━━━━━ Alıntı metin ━━━━━

Onlar Böyle Seviyorlardı -2-

Ebedî Fecre

Yıl: 2007 Ay: Nisan Sayı: 26

O’na muhabbet duyan âşıkların ömürleri, fânî cesetleri toprak olduktan sonra da, yüreklerindeki coşkun muhabbetlerinin ebedîliği içerisinde devam etti.

Hayatın her safhasında kalbimiz, Allah Rasûlü’nü seyretmeli ve O’ndan aldığı akislerle huzur, feyiz ve istikamet kazanmalıdır.

Ashâb-ı kiram, bu huzuru elde edebilmek için her şeyini feda ederek sînesinden: «Yâ Rasûlâllah! Canım, malım, her şeyim Sana feda olsun!» dedi.

O’na muhabbet duyan âşıkların ömürleri, fânî cesetleri toprak olduktan sonra da, yüreklerindeki coşkun muhabbetlerinin ebedîliği içerisinde devam etti.

ŞİFA, BEREKET, İZZET…

“Seven, sevdiğine ait olan her şeyi sever.” hükmünce ashâb-ı kiram ve Peygamber âşıkları, Efendimiz -Sallâllâhu Aleyhi ve Sellem-’in bütün hâtıralarına ihtiram ve teberrük hâlindedirler. Bu sayede niceleri şifaya, berekete ve izzete nâil olmuşlardır.

Ahmed bin Hanbel’in oğlu Abdullah şöyle anlatır:

“Babam, Rasûlullah -Sallâllâhu Aleyhi ve Sellem-’in saçlarından bir tel alır, onu dudaklarının üzerine koyarak öper, bazen de gözünün üzerine koyardı. Bazen de Rasûlullah -Sallâllâhu Aleyhi ve Sellem-’in saç telini suya batırır ve o suyu içerdi. Bu suyla (teberrüken) Allah’tan şifa dilerdi. Bir gün, Rasûlullah -Sallâllâhu Aleyhi ve Sellem-’in su kâsesini aldı, bir kovanın içinde yıkadı ve o sudan içti.”  (Zehebî, Siyeru A‘lâmi’n-Nübelâ, Beyrut 1986-1988, XI, 212)

━━━━━ Veri girişleri ━━━━━

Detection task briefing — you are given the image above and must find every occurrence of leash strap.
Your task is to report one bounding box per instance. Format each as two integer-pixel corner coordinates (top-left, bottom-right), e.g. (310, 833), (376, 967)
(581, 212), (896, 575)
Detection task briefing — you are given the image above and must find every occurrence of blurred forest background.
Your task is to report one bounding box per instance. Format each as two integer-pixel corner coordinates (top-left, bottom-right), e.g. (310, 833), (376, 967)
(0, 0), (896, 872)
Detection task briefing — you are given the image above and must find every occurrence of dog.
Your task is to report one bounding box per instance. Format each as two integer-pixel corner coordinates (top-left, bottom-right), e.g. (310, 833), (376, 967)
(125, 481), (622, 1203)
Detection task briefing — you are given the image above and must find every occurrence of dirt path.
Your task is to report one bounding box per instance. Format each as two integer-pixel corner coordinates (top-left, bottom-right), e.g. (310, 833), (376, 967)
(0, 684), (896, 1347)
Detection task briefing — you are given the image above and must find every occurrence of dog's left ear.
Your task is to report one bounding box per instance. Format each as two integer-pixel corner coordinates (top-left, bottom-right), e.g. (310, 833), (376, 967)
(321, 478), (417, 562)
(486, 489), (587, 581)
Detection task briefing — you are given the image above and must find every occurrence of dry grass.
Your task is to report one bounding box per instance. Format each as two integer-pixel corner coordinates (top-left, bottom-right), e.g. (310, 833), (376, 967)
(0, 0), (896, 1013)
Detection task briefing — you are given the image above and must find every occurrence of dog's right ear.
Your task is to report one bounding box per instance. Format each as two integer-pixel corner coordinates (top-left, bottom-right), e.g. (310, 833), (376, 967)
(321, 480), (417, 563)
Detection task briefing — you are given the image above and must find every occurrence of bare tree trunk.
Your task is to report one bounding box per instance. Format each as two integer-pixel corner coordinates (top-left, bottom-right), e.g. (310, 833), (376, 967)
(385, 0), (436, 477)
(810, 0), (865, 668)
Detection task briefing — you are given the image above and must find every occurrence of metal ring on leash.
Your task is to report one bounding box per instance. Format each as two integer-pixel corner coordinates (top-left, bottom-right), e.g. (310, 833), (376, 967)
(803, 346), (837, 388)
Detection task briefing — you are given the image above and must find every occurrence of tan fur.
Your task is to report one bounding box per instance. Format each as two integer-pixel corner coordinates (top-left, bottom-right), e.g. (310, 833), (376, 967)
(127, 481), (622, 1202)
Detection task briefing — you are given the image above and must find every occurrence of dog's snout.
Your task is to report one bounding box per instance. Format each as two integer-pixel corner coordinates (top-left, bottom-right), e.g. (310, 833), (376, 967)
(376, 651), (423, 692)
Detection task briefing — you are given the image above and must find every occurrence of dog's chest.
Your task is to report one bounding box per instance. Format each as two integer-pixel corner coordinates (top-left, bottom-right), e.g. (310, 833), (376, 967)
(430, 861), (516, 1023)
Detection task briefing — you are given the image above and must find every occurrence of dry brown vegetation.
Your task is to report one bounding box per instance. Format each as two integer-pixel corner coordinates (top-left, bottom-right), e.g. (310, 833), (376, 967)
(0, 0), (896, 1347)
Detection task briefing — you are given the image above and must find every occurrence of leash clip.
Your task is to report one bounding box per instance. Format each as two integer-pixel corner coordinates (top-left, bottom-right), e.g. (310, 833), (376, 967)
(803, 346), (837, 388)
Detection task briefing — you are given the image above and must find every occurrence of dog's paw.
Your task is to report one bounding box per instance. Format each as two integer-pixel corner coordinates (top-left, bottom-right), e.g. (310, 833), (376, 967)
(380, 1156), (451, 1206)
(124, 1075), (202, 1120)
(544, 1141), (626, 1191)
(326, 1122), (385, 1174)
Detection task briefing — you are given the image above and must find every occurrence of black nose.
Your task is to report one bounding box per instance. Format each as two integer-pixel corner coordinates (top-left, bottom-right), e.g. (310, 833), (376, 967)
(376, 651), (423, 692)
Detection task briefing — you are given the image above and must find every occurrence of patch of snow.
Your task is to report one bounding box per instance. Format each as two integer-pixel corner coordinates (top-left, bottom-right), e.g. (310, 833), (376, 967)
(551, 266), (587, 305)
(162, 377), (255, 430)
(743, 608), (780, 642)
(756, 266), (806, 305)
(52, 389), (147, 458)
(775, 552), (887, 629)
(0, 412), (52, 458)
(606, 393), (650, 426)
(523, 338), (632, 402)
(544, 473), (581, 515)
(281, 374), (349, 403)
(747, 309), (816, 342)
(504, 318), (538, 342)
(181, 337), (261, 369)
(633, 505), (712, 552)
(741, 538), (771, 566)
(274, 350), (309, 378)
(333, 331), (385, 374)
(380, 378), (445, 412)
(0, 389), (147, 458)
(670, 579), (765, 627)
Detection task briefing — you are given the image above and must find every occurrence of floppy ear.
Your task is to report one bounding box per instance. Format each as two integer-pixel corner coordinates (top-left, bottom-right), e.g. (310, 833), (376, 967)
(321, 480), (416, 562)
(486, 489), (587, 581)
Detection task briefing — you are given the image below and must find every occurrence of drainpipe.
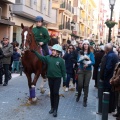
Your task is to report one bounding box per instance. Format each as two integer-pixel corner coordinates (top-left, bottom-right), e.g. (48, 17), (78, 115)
(0, 7), (2, 20)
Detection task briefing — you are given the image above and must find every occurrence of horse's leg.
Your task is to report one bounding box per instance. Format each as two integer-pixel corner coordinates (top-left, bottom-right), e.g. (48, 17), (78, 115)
(40, 77), (46, 94)
(32, 72), (40, 102)
(25, 72), (32, 103)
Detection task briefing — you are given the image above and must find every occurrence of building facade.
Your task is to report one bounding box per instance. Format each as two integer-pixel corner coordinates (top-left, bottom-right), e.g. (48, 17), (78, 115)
(47, 0), (74, 44)
(0, 0), (15, 41)
(11, 0), (53, 43)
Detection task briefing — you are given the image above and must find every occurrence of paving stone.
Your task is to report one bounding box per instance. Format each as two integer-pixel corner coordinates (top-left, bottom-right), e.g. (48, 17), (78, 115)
(0, 74), (115, 120)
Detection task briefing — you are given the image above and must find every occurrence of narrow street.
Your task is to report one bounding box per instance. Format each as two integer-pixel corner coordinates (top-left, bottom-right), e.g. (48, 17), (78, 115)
(0, 75), (97, 120)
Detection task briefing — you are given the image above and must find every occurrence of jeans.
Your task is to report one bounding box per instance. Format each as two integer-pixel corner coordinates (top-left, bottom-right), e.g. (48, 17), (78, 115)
(66, 73), (75, 88)
(48, 78), (61, 110)
(12, 61), (19, 72)
(78, 70), (92, 101)
(0, 68), (3, 84)
(42, 44), (49, 56)
(3, 64), (9, 84)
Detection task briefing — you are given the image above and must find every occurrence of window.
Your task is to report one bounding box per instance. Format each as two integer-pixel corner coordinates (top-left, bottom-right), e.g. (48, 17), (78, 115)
(37, 0), (42, 12)
(25, 0), (31, 7)
(15, 0), (21, 3)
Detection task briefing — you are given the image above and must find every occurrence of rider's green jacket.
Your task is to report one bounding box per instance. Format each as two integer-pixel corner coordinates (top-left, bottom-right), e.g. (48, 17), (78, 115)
(32, 27), (50, 44)
(34, 51), (66, 81)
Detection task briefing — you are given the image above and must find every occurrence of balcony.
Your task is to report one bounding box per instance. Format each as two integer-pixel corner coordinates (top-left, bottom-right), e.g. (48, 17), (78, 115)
(2, 0), (15, 4)
(60, 2), (74, 14)
(59, 22), (71, 30)
(13, 0), (54, 23)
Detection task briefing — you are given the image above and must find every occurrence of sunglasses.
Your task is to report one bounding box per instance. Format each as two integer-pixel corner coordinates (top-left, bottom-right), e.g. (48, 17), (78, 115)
(36, 21), (42, 23)
(69, 48), (73, 49)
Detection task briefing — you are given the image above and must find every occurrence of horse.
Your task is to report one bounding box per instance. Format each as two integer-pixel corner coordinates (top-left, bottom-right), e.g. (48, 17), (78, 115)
(48, 38), (59, 46)
(21, 24), (46, 103)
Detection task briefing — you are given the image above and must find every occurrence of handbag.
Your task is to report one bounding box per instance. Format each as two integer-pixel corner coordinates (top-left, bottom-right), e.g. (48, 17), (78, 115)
(0, 62), (3, 70)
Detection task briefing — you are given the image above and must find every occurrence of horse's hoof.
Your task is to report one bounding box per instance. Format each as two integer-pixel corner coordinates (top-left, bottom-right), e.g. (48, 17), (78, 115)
(32, 97), (37, 102)
(27, 100), (32, 104)
(40, 88), (45, 94)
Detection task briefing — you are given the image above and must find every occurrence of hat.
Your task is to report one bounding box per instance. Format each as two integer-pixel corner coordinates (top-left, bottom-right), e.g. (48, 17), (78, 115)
(35, 16), (43, 22)
(83, 40), (90, 45)
(100, 45), (105, 51)
(52, 44), (62, 52)
(3, 36), (9, 39)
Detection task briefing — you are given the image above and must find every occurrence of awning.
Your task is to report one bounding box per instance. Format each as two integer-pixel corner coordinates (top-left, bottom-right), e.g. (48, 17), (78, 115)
(0, 19), (15, 26)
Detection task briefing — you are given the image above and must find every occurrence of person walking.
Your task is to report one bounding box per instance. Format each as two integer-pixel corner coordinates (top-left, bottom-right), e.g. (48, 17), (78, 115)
(0, 43), (4, 85)
(76, 40), (95, 107)
(2, 37), (13, 86)
(31, 44), (66, 117)
(103, 43), (118, 113)
(93, 45), (105, 88)
(63, 45), (77, 92)
(12, 48), (21, 73)
(110, 62), (120, 120)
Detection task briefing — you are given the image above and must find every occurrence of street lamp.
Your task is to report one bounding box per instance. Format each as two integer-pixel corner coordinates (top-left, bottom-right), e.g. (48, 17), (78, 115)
(71, 20), (75, 34)
(108, 0), (116, 43)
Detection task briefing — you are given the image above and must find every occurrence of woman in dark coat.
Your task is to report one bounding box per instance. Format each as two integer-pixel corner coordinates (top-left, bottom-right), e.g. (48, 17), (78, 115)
(93, 46), (105, 87)
(0, 43), (4, 84)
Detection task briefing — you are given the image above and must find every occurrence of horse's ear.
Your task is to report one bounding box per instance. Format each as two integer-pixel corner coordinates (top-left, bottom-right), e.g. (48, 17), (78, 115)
(30, 24), (34, 29)
(21, 23), (24, 29)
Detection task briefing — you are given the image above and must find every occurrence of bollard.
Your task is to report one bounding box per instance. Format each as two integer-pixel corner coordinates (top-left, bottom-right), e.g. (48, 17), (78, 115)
(20, 62), (22, 76)
(102, 92), (110, 120)
(97, 67), (100, 86)
(98, 80), (104, 114)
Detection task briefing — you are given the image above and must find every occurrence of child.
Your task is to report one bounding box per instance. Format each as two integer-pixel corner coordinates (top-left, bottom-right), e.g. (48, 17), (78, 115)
(12, 48), (20, 73)
(31, 44), (66, 117)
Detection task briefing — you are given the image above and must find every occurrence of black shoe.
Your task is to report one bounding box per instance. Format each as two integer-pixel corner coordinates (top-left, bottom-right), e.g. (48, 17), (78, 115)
(76, 97), (80, 102)
(76, 94), (80, 102)
(3, 83), (8, 86)
(49, 108), (54, 114)
(113, 113), (119, 117)
(53, 110), (57, 117)
(83, 101), (87, 107)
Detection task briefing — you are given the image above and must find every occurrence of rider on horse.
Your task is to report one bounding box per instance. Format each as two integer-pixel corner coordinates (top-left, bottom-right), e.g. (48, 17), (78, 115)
(32, 16), (50, 55)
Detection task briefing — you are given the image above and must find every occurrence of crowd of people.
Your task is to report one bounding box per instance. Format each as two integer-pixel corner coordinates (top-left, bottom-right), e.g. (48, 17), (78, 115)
(0, 16), (120, 120)
(63, 40), (120, 120)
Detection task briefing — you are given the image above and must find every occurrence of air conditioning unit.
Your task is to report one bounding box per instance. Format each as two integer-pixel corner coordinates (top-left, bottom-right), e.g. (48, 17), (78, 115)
(0, 7), (2, 20)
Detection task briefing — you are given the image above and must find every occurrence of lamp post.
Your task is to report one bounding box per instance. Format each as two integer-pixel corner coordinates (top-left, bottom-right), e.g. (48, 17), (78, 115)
(71, 20), (75, 34)
(108, 0), (116, 43)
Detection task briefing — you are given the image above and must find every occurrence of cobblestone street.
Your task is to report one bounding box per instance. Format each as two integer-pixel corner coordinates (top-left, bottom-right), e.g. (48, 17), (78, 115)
(0, 75), (97, 120)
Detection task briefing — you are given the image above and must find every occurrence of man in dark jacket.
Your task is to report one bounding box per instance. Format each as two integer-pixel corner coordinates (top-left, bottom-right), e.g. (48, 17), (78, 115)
(0, 43), (4, 84)
(93, 46), (105, 87)
(63, 45), (77, 92)
(104, 43), (118, 113)
(2, 37), (13, 86)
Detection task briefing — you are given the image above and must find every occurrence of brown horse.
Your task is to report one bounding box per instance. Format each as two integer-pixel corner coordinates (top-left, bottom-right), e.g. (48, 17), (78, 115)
(21, 24), (46, 102)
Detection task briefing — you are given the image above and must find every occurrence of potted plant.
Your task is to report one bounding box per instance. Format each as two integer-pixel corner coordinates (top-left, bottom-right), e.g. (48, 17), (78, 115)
(105, 19), (117, 28)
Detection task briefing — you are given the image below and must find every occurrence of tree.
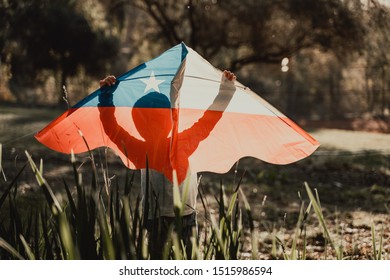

━━━━━

§ **Yapılacak iş**
Yukarıdaki alıntı metni iki cümleyle özetleyin.

§ **Alıştırma yanıtı**
Kalp hayatın her safhasında Allah Rasûlü'nü seyretmeli ve O'ndan huzur, feyiz ve istikamet kazanmalıdır; ashâb-ı kiram bu huzur için her şeyini feda etmiştir. Peygamber âşıkları O'nun bütün hâtıralarına ihtiram ve teberrük hâlindedir; nitekim Ahmed bin Hanbel, Rasûlullah'ın saç telini öper, suya batırıp o suyla Allah'tan şifa dilerdi.